▶ Data supplied
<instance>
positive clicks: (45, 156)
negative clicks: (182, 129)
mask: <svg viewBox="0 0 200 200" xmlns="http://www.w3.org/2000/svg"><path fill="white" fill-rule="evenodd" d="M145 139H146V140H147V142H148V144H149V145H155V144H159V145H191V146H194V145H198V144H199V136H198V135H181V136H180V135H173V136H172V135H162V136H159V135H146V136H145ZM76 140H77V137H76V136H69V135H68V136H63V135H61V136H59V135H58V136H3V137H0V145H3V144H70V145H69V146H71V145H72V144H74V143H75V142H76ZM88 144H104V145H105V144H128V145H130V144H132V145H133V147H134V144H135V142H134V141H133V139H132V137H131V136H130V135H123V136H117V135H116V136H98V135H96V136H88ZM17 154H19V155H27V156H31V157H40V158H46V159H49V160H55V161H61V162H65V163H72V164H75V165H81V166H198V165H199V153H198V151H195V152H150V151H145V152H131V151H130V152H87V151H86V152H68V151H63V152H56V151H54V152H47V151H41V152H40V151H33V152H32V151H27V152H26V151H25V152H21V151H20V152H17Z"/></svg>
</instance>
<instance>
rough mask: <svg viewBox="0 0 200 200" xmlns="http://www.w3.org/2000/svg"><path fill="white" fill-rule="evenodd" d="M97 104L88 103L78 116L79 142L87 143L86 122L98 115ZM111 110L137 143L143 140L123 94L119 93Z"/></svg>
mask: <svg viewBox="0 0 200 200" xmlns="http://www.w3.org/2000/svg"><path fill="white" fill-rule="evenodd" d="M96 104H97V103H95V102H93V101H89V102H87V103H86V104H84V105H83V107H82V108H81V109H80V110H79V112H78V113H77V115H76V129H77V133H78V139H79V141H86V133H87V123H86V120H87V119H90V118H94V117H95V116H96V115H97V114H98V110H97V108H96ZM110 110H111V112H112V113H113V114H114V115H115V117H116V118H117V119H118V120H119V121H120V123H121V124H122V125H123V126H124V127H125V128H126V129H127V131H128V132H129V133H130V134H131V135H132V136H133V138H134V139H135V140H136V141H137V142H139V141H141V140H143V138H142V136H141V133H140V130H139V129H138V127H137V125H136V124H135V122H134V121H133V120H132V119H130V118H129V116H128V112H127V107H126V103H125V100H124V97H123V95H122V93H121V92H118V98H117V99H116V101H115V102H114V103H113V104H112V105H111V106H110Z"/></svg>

---

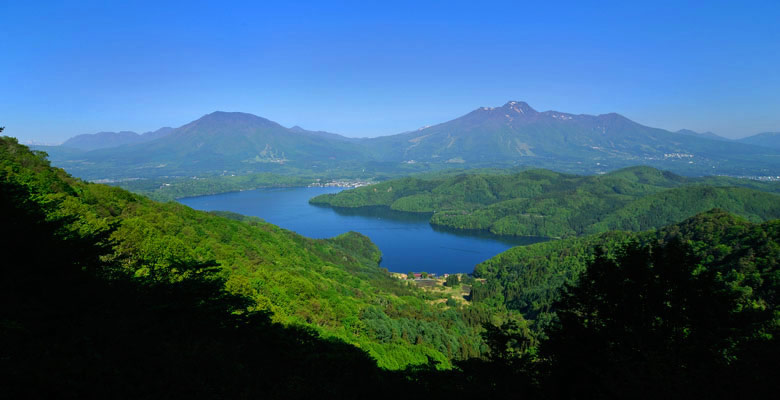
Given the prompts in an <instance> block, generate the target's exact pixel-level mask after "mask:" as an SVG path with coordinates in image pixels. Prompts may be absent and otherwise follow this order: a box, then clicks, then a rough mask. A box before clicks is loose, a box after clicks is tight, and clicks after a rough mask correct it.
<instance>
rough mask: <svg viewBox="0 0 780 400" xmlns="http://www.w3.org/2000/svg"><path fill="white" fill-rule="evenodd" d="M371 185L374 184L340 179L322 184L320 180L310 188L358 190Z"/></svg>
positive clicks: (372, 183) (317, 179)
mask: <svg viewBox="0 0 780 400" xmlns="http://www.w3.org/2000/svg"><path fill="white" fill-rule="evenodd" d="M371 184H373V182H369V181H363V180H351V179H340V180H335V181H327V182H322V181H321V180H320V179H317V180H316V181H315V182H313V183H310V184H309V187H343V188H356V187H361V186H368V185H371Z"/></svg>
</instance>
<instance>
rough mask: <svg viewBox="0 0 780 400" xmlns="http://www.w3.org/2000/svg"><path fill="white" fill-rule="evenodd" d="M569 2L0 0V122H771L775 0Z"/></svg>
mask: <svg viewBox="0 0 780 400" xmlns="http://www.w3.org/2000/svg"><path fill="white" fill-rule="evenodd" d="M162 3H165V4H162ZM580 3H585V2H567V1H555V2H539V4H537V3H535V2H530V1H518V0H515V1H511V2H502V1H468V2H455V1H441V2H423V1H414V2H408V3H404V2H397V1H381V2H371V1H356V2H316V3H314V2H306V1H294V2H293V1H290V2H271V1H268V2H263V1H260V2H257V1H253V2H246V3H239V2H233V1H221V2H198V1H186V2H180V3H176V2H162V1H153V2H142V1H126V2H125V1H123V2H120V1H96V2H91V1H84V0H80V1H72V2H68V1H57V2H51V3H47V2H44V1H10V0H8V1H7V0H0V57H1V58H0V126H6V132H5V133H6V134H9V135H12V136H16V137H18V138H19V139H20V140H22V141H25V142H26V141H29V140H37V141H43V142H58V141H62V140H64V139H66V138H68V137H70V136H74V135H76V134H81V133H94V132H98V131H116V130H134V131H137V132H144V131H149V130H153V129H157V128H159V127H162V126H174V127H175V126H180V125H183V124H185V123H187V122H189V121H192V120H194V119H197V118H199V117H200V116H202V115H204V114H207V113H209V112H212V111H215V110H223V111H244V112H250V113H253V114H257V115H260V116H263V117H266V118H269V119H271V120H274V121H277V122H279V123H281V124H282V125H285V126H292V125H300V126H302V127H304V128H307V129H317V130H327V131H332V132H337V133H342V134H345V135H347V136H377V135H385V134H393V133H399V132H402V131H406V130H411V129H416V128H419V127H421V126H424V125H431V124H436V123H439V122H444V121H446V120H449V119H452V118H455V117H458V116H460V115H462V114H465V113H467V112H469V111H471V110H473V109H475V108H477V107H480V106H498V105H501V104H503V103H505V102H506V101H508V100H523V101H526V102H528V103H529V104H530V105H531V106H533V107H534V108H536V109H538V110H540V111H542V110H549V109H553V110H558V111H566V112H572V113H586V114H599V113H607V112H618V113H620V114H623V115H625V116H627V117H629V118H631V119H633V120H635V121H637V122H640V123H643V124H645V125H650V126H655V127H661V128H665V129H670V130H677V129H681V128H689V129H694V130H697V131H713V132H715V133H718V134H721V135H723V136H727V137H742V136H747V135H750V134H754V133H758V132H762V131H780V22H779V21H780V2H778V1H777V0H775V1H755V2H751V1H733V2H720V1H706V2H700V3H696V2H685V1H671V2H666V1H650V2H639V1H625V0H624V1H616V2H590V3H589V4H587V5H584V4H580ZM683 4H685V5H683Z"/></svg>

▶ What this task involves
Count the lines of the records that contain the string "clicks", matching case exactly. Give only the number.

▶ Result
4